To be done
Continue the text on patent litigation in Europe from the point where it stops.

Source document

..........

Patent Litigation in Europe
Whatever the merits of the European Union and the European Patent Convention in other matters, they have done little to help rationalize European Patent litigation. At present all
questions of infringement and, after the nine month patent opposition term provided for underthe European Patent Convention has run, of validity are exclusively matters for the national courts. However, it should be noted that in general European countries have amended their definition of validity to agree with that of the European Patent Convention so that patents granted under national law and by the European Patent Office should be judged by the same standard. Additionally the European Patent Convention does contain, however, one provision which was intended to provide some uniformity in this area. The provision concerns a definition of how a claim in a European patent is to be interpreted. Prior to the coming into effect of the European Patent Convention, the British and Germans maintained opposing views on this. As originally agreed to, the European Patent Convention had a very simple definition of what interpretation the claim should be. Thus, Article 69 read:

The extent of protection conferred by a European patent or a European patent application shall be determined by the terms of the claims. Nevertheless, the description and drawings shall be used to interpret the claims.

..........

Data
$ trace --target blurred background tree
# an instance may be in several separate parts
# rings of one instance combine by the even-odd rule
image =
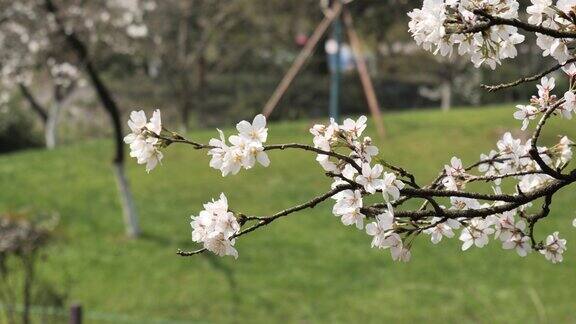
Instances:
[[[114,92],[120,114],[138,107],[159,107],[165,112],[163,117],[182,130],[231,124],[261,111],[323,18],[325,5],[318,0],[53,2],[66,28],[73,29],[88,48],[93,66]],[[529,74],[548,63],[531,55],[531,45],[522,45],[518,60],[489,75],[470,69],[469,64],[458,64],[456,58],[437,60],[421,51],[407,33],[406,12],[418,4],[416,0],[347,4],[384,110],[515,101],[527,94],[525,87],[482,97],[474,89],[483,82]],[[21,136],[10,135],[14,130],[8,131],[9,127],[0,128],[2,141],[14,142],[2,150],[35,145],[42,141],[38,138],[42,132],[48,147],[58,137],[69,143],[107,136],[106,114],[92,109],[98,105],[98,96],[82,87],[86,76],[66,68],[81,67],[81,62],[62,37],[55,37],[54,22],[32,15],[18,19],[16,28],[10,13],[5,10],[3,15],[1,92],[3,97],[14,98],[0,100],[1,111],[28,111],[36,117],[25,119],[36,126],[25,127],[29,138],[35,139],[26,143],[17,143]],[[48,28],[38,28],[41,24]],[[327,37],[279,102],[273,119],[327,115]],[[347,71],[342,82],[342,113],[365,113],[358,75]],[[11,116],[5,115],[5,119]],[[12,124],[20,122],[10,119]]]

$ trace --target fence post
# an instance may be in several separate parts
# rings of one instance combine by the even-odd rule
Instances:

..........

Result of this exercise
At the diplomatic conference that gave rise to the final form of the European Convention, it was found that this simple wording was interpreted in entirely different ways by the British and the Germans. Rather than reword the article, which had been already incorporated into the draft text, a protocol for explaining what this article meant was agreed upon which reads as follows:
Article 69 should not be interpreted in the sense that the extent of the protection conferred by a European patent is to be understood as that defined by the strict, literal meaning of the wording used in the claims, the description and drawings being employed only for the purpose of resolving the ambiguity found in the claims. Neither should it be interpreted in the sense that the claims serve only as a guideline and that the actual protection conferred may extend to what, from a consideration of the description and drawings by a person skilled in the art, the patentee has contemplated. On the contrary, it is to be interpreted as defining a position between these extremes which combines a fair protection for the patentee with a reasonable degree of certainty for third parties.
As a practical matter, the protocol does not yet seem to have helped very much. The celebrated example of this is in respect of the European patent relating to alleged infringement by Remington of Epilady's patent for a hair remover for use on ladies' legs. The British and German courts still came to opposite conclusions as to whether or not a claim calling for a rotating helical spring (which plucked hairs from the legs at one point in its rotation and deposited them at another point when the coils of the spring separated) was infringed by a rotating rubber bar with slits in it, which performed the same function.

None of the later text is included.